Instructions for the task: Rescale the lines from the first one up to and including the line with "M 0 78 L 0 104 L 223 96 L 226 67 Z", requests included, multiplying every outline coordinate in the answers by 0.9 and rounding to whole numbers with halves rounded up, while leaving the numbers in the requests and their format samples unchanged. Leave the pictures out of your output.

################

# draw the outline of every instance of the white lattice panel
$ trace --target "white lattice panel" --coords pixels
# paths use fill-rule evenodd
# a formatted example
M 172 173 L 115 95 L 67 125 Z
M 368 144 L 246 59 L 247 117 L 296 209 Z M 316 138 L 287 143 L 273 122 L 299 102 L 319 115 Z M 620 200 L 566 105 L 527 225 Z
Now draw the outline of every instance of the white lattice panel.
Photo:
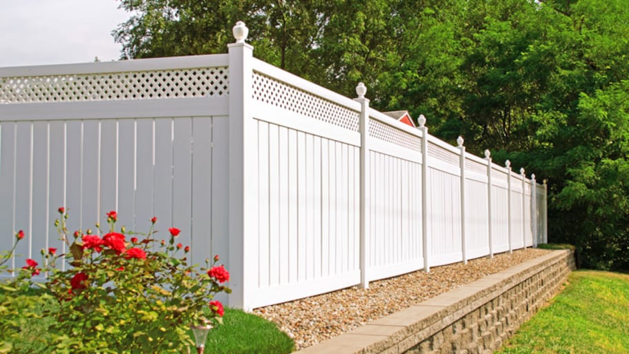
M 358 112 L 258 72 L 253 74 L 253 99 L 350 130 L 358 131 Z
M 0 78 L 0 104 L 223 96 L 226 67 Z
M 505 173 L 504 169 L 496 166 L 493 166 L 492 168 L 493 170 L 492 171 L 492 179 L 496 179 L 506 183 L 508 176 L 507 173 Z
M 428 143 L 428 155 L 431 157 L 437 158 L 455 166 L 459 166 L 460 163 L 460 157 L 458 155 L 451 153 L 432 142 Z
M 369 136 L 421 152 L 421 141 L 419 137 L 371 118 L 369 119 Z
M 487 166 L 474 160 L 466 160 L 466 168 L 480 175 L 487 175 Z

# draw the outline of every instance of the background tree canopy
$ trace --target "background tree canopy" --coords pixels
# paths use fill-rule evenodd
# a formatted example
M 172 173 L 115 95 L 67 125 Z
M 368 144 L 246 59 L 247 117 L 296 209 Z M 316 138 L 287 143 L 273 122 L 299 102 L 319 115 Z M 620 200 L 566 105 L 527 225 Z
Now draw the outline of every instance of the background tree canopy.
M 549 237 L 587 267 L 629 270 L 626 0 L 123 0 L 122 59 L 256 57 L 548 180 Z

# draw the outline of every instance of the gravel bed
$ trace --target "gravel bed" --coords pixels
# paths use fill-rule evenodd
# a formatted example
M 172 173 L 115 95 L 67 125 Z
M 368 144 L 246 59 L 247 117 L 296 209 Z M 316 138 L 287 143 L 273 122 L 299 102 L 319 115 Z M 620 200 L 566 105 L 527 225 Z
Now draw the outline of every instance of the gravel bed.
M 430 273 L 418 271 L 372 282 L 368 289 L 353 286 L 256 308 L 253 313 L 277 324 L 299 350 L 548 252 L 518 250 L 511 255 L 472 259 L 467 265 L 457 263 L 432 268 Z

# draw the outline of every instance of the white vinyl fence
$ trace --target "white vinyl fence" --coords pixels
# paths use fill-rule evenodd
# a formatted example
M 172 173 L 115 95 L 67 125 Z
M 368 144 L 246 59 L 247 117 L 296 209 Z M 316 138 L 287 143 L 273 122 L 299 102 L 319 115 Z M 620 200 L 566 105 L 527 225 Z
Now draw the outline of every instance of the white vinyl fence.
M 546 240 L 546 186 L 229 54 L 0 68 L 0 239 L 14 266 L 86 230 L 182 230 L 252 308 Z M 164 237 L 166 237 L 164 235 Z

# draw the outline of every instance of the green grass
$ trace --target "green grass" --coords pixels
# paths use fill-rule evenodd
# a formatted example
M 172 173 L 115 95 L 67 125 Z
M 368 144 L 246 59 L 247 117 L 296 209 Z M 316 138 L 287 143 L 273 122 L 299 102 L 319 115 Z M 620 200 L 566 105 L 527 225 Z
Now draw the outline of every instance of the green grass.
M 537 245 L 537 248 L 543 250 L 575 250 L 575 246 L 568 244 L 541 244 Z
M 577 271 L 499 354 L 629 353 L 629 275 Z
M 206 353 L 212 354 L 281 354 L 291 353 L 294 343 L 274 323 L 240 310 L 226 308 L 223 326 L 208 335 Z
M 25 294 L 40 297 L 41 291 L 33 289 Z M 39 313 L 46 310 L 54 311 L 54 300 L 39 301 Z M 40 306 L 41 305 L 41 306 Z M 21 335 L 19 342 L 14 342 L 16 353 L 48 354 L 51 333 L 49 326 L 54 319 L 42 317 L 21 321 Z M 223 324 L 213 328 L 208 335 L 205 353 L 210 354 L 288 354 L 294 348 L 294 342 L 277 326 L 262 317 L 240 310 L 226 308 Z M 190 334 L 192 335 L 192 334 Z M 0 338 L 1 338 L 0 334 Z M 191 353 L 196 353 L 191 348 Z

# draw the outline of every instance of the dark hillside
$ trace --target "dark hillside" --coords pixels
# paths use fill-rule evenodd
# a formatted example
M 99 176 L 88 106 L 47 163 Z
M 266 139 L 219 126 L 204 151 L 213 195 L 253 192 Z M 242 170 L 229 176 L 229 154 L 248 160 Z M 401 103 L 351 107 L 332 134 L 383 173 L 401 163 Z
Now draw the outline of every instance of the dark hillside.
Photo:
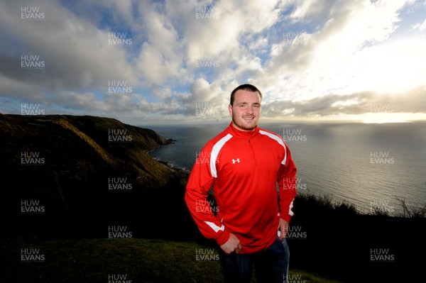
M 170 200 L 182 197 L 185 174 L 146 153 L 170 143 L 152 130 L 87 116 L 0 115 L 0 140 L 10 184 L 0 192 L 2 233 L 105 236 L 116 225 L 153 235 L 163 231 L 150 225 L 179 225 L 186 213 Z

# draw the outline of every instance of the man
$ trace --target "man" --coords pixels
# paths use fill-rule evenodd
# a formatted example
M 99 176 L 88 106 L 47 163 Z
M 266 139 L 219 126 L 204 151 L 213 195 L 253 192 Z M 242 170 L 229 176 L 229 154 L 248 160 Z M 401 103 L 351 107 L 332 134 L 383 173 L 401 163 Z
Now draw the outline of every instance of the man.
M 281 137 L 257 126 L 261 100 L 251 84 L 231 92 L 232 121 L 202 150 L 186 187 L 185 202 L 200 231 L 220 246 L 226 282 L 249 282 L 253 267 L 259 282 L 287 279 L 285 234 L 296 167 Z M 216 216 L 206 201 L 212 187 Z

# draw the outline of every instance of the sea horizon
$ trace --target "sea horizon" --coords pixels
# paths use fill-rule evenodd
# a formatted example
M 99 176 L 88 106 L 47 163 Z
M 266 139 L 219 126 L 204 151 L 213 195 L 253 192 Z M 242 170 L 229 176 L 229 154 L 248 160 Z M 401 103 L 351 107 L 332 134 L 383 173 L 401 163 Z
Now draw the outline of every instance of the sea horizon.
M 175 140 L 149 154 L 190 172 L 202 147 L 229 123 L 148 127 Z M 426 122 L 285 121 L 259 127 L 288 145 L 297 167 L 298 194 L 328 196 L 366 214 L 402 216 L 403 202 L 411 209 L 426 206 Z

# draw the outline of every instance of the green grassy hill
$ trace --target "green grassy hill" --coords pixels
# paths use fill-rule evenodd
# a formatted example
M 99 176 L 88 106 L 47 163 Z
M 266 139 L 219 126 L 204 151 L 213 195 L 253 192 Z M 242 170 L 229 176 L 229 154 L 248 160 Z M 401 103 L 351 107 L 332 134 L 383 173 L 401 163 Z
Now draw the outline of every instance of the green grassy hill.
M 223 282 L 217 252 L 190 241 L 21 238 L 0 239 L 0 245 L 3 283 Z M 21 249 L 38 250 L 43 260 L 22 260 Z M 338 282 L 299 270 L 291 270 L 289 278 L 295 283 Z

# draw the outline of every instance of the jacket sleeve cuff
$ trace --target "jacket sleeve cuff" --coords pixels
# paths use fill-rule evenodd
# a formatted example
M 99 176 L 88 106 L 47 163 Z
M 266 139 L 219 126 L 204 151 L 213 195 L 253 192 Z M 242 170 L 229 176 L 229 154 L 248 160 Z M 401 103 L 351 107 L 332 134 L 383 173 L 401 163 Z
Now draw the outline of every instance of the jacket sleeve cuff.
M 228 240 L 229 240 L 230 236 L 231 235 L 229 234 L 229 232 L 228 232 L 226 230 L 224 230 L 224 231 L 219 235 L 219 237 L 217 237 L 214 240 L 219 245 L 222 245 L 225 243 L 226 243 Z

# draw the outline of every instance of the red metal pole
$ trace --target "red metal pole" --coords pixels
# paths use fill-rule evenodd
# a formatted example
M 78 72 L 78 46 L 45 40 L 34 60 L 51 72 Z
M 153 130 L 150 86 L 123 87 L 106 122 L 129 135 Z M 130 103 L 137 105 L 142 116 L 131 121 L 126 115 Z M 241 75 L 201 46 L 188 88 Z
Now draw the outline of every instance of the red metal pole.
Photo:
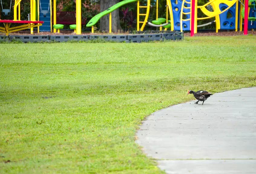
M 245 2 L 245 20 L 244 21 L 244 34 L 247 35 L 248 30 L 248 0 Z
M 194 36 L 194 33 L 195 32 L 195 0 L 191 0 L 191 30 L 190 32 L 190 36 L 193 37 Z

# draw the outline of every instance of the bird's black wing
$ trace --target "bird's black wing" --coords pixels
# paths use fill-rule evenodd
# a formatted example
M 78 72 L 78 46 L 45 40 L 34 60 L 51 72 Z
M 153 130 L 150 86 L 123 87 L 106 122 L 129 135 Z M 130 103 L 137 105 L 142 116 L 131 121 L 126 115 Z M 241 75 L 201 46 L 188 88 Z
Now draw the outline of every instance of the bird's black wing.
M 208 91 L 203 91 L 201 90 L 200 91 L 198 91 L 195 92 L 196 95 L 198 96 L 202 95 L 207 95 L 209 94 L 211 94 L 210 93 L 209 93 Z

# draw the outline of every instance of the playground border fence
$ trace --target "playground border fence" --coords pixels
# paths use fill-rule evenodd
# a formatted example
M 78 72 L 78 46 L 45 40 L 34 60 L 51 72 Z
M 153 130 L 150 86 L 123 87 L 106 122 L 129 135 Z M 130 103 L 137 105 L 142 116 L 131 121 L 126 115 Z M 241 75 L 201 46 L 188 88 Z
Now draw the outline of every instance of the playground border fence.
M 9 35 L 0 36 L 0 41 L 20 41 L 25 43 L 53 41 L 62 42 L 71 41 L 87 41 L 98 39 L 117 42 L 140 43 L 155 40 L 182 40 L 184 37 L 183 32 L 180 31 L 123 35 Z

################

Full output:
# draw the outline of every instance of the white lattice panel
$ trace --target "white lattice panel" --coords pixels
# paths use fill-rule evenodd
# a formatted example
M 172 173 L 115 95 L 67 125 Z
M 368 144 L 246 59 L 247 117 L 296 209 Z M 316 138 L 287 143 L 273 122 L 299 102 L 319 115 Z M 620 200 L 566 105 L 527 225 Z
Now draw the outline of every instance of the white lattice panel.
Photo:
M 322 101 L 232 65 L 228 67 L 228 89 L 315 117 L 322 118 Z
M 0 70 L 0 94 L 201 86 L 203 60 Z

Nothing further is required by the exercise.